[Instructions for the task]: Exact copies of the line with "the hillside, the" and of all lines after it through the end of the entries are required, and no other lines.

[Data]:
◇ ◇ ◇ ◇

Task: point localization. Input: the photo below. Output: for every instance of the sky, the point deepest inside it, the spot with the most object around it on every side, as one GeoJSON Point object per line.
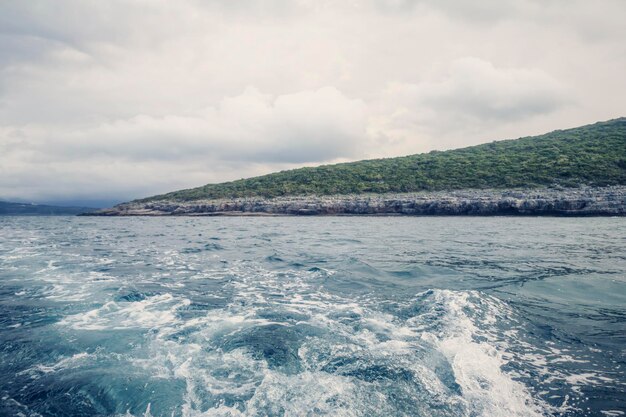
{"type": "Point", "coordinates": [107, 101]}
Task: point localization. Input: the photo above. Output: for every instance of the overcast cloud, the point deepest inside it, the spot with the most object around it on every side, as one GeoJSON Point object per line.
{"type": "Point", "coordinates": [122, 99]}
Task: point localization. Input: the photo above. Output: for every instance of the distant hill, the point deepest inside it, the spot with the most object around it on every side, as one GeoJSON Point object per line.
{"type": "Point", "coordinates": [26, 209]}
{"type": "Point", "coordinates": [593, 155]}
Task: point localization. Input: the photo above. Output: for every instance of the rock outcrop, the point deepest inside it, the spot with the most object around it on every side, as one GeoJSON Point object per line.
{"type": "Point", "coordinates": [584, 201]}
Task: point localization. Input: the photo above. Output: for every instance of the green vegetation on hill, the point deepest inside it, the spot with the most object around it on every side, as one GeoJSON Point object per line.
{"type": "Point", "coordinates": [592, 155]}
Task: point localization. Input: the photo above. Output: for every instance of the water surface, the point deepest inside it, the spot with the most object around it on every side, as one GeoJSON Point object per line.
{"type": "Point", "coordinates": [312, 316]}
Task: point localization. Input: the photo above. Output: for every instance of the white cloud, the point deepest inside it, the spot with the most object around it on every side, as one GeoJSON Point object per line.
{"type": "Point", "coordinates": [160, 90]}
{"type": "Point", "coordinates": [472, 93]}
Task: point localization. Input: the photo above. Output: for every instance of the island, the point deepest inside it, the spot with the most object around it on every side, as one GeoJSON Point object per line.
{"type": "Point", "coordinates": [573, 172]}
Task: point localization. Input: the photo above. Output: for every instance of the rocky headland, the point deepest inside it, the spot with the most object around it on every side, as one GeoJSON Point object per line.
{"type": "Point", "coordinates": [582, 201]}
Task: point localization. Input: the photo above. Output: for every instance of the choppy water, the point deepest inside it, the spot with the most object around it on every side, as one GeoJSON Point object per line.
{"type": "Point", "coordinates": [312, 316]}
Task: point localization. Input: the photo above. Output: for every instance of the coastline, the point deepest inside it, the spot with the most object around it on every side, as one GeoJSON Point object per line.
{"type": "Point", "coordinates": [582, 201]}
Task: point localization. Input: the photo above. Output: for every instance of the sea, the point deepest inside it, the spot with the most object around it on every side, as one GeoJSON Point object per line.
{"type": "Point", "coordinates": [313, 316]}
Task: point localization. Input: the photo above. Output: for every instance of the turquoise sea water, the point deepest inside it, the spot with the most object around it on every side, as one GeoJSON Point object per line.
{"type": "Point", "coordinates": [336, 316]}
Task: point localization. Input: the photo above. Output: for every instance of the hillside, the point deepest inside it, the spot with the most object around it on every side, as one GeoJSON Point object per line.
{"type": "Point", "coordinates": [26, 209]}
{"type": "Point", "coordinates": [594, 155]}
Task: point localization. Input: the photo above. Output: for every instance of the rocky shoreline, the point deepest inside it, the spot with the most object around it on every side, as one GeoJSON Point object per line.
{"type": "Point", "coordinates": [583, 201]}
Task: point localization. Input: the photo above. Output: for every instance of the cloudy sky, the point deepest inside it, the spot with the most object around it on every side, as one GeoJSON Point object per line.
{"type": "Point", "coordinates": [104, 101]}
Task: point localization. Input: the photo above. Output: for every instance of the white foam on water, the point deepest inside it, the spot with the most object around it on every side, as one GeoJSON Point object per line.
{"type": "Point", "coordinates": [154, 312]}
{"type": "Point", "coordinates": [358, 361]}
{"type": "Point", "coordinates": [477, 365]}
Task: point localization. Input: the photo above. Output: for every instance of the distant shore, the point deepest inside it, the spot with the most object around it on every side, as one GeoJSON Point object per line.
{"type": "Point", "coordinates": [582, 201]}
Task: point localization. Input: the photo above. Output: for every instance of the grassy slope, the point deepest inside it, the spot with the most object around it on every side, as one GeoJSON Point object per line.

◇ ◇ ◇ ◇

[Result of the exercise]:
Task: point localization. Input: the photo above. Output: for every instance of the hillside, the point deepest inside it, the spot with the most object around it on every side, as one GeoJSON Point object per line.
{"type": "Point", "coordinates": [26, 209]}
{"type": "Point", "coordinates": [594, 155]}
Task: point localization. Input: the photo above. Output: for every instance of the rocky shoreline, the point deepest inside it, the spot with the most object around it on every side, as one GeoJSON Point object per line.
{"type": "Point", "coordinates": [583, 201]}
Task: point localization. Input: the photo above. Output: for every instance of the cloudy sky, the point deepest inside it, the spot with the most object around it on every side, as one GeoJSON Point object per line.
{"type": "Point", "coordinates": [104, 101]}
Task: point localization. Input: the photo above. Output: for every instance of the white foam on water, the point deepest inside it, the spot with the most object around it on every side, as one GeoJSON Point object per line.
{"type": "Point", "coordinates": [154, 312]}
{"type": "Point", "coordinates": [358, 361]}
{"type": "Point", "coordinates": [477, 365]}
Task: point localization. Input: the photo above. Output: for every instance of the distant shore, the point deepest inside it, the spot with the most object around it on every side, as one GeoJSON Point object per line.
{"type": "Point", "coordinates": [582, 201]}
Task: point localization. Input: the photo above. Output: for every instance of the grassy slope, the point deepest inside it, the spot with the most object around it on every side, as one GeoJSON Point object per line.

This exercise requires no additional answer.